■ **ASSIGNED TASK**: Exactly as given, transcribe each entry that follows.

:: SUPPLIED RECORDS ::

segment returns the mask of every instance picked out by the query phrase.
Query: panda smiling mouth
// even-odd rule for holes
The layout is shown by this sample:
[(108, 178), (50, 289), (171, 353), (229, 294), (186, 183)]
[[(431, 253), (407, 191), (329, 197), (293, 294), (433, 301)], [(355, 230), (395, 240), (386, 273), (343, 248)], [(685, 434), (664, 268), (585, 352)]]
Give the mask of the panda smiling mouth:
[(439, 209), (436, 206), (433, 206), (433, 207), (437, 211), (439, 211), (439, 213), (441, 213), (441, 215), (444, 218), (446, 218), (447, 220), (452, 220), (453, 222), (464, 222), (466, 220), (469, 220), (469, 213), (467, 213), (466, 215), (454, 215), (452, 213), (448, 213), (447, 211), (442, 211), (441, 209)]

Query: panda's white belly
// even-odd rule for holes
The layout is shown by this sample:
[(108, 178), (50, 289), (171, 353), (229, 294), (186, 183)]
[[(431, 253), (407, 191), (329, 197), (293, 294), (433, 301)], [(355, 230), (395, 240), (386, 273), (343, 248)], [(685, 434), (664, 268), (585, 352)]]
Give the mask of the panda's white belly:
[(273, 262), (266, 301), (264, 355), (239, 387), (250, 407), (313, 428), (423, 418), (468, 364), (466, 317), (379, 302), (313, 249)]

:::

■ **TASK RESULT**:
segment returns the mask of every instance picked out by the query phrase.
Query: panda smiling mouth
// even-odd rule for holes
The layout is shown by this sample:
[(108, 178), (50, 289), (171, 353), (229, 294), (186, 183)]
[[(431, 253), (407, 191), (329, 197), (293, 294), (433, 301)], [(355, 230), (395, 240), (386, 273), (343, 248)], [(685, 434), (664, 268), (585, 352)]]
Give the mask of the panda smiling mouth:
[(439, 209), (436, 206), (433, 206), (433, 207), (437, 211), (439, 211), (439, 213), (441, 213), (441, 215), (444, 218), (446, 218), (447, 220), (452, 220), (453, 222), (464, 222), (466, 220), (469, 220), (469, 213), (467, 213), (466, 215), (454, 215), (452, 213), (448, 213), (447, 211), (442, 211), (441, 209)]

Query: panda's white belly
// even-odd rule for holes
The layout is shown by this sample:
[(108, 178), (50, 289), (171, 353), (229, 294), (186, 183)]
[[(431, 253), (407, 191), (329, 197), (293, 294), (433, 301)], [(355, 230), (395, 240), (386, 273), (343, 248)], [(685, 434), (664, 268), (585, 352)]]
Give the mask of the panda's white belly:
[(273, 262), (266, 301), (264, 355), (239, 387), (250, 407), (313, 428), (423, 418), (468, 364), (466, 317), (379, 302), (313, 249)]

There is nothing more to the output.